• **WRITTEN EXERCISE**
Reproduce the listing starting with the line containing "label: forearm" and continuing through the line containing "[218,259,240,307]", substituting "snug" for "tight" and leaving everything else unchanged.

start RECORDS SUPPLIED

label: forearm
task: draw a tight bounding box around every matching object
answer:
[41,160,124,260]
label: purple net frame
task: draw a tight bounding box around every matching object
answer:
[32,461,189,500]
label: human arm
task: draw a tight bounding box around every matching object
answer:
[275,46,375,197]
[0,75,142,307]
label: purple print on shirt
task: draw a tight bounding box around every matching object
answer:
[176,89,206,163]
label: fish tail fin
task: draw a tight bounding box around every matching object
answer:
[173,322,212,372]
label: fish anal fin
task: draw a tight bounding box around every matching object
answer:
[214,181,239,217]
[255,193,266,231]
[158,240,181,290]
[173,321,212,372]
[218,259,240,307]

end RECORDS SUPPLIED
start RECORDS SUPPLIED

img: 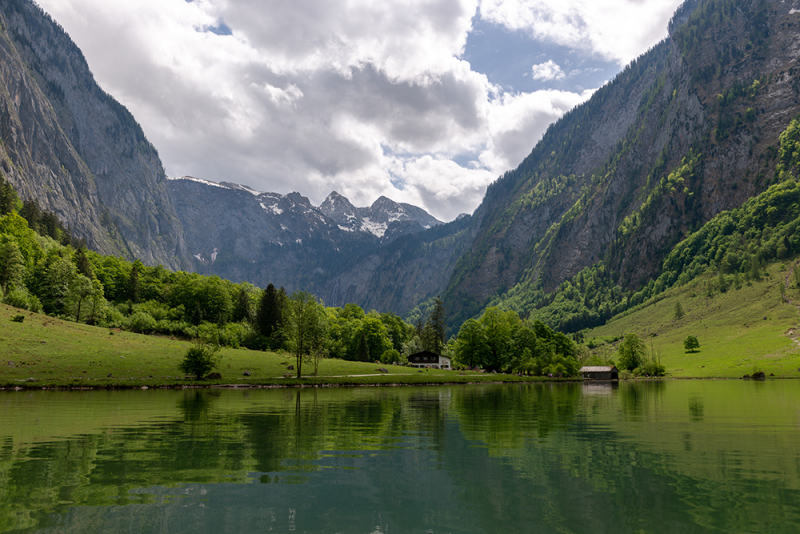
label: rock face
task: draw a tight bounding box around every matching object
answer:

end RECORDS SUPPLIED

• **OUTPUT FOR THIS TASK**
label: forearm
task: draw a snug bounding box around every matching object
answer:
[41,160,124,260]
label: purple net frame
task: draw a snug bounding box around every matching object
answer:
[32,461,189,500]
label: human arm
task: draw a snug bounding box around every matching object
answer:
[275,46,375,197]
[0,75,142,307]
label: purple print on shirt
task: draw a snug bounding box around every matching object
answer:
[176,89,206,163]
label: fish tail fin
task: draw a snug bounding box around every matching object
answer:
[173,322,212,372]
label: fish anal fin
task: draw a snug bounding box around every matching object
answer:
[214,181,239,217]
[255,193,266,231]
[158,240,181,290]
[173,321,212,372]
[218,259,240,307]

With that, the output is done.